## STATED EXERCISE
From the lab handout on remote sensing of water resources below, list the watershed characteristics that it says GIS spatial analytic techniques can quantify.

Lab 9: Remote Sensing of Water Resources

Due Date: April 13, 2004

Objectives

·         To understand and identify considerations when remote sensing water resources.

·         Become familiar with several practical remote sensing water resource applications.

Remote sensing and GIS technologies offer a wide range of applications suitable for water resource investigation. Among these, the capability of discriminating among different land cover types using aircraft and satellite imagery is one of the most important. Cover classes may be identified for their significance to processes such as runoff yield, interception, and evapotranspiration. This type of information is useful for modeling basin-wide components of the water budget. Basin and channel features influence runoff and sedimentation in a watershed. GIS spatial analytic techniques can quantify such characteristics as slope, aspect, channel length, and drainage density. Low-altitude aerial photographs can be used to monitor changes in channel geometry over time.

Remote sensing and GIS are also useful for groundwater investigations. On a regional level, satellite imagery can be examined to define watershed boundaries, fracture zones, drainage patterns, and other features of hydrogeologic significance. Stereo viewing of large-scale aerial photography for relief and vegetation patterns, in conjunction with ground-referencing techniques, can provide valuable insights for localized studies. In some cases, airborne imagery can be used to locate seeps and springs.


Evaluating Impacts of Hurricane Floyd

Hurricane Floyd churned the coastal waterways of North Carolina like a spoon in a mixing bowl. Following Floyd, record breaking rains continued to soak the area, washing mountains of sediment and waste into the water system. Rivers and tributaries along the Atlantic became choked, and major ecological changes happened as evidenced in the SeaWifs images below. Levels of dissolved oxygen in the water dropped dramatically as organic matter decomposed, and aquatic life was threatened in dozens of estuaries and peripheral habitats. For people living in the region, the flood that began with Floyd was just the beginning. As illustrated in the following images, the changes to the area since this rainy season began affected hundreds of thousands of people.


Sept. 16, 1999


Sept. 17, 1999


Sept. 23, 1999


Oct. 26, 1999

From space, Landsat 7 captured the massive flow of sedimentation and waste runoff in the area most affected by flooding. Notice the dark coloration in the engorged waterways, indicating heavy concentrations of organic material that was washed into the water system.


Sept. 23, 1999


Sept. 23, 1999


Sept. 23, 1999

Courtesy of NASA's Scientific Visualization Studio.


ASSIGNMENT

1. After a careful analysis of the above imagery, describe how remote sensing technology can be used as a tool to assess Hurricane Floyd's effect on algae blooms and phytoplankton, important links in the regional marine food chain, and how it could help to understand how the hurricane's aftermath might affect the fragile environment in the months after the event.

2. As a remote sensing specialist, choose one of the five scenarios listed below and write a discussion on the appropriate sensor systems to be used, suitable bands, identification of necessary biophysical variables, special considerations in remote sensing of water resources, and any other factors you would investigate (such as ancillary data integration). Be sure to include logic and examples from the text.

## SUPPLIED ENTRIES
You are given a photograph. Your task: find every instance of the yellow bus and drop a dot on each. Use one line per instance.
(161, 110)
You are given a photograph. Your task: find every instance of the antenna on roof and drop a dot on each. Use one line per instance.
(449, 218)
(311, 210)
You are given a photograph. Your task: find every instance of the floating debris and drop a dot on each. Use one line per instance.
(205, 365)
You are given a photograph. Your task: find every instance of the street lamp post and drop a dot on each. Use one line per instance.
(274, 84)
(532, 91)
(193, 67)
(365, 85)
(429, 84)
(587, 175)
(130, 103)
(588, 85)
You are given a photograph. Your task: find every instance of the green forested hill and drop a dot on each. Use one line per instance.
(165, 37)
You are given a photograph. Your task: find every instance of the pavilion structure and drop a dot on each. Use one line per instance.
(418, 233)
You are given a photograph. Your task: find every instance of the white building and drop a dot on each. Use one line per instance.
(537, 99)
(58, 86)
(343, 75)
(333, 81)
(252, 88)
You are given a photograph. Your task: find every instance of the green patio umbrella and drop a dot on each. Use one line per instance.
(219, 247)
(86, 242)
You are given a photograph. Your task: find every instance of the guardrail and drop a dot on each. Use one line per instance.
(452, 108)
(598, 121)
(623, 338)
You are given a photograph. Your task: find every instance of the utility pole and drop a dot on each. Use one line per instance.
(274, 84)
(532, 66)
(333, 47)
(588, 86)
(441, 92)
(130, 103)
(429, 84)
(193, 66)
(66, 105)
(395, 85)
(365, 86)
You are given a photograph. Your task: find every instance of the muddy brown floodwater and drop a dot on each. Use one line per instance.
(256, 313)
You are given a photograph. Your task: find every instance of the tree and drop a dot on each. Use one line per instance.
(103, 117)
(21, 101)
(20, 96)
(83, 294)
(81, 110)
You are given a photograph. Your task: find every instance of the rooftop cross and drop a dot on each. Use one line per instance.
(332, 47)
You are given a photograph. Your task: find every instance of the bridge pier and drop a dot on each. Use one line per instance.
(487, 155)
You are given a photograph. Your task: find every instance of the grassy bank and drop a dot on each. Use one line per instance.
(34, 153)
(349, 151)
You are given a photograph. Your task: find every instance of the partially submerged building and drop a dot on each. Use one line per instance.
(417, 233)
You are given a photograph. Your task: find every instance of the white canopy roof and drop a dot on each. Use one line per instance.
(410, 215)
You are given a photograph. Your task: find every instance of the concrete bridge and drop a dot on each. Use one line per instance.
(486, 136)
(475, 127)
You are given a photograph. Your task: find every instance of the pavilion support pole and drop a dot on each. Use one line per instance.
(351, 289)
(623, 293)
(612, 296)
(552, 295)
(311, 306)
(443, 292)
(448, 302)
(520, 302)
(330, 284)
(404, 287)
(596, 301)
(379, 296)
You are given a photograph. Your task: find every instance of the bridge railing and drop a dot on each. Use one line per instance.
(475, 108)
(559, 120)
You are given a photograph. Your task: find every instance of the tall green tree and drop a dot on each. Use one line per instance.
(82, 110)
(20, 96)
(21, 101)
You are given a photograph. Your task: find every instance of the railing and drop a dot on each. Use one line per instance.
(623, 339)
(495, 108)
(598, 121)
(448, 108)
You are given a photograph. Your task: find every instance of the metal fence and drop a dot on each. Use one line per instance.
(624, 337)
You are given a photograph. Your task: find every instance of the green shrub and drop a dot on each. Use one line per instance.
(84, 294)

## EXERCISE RESULT
- Slope
- Aspect
- Channel length
- Drainage density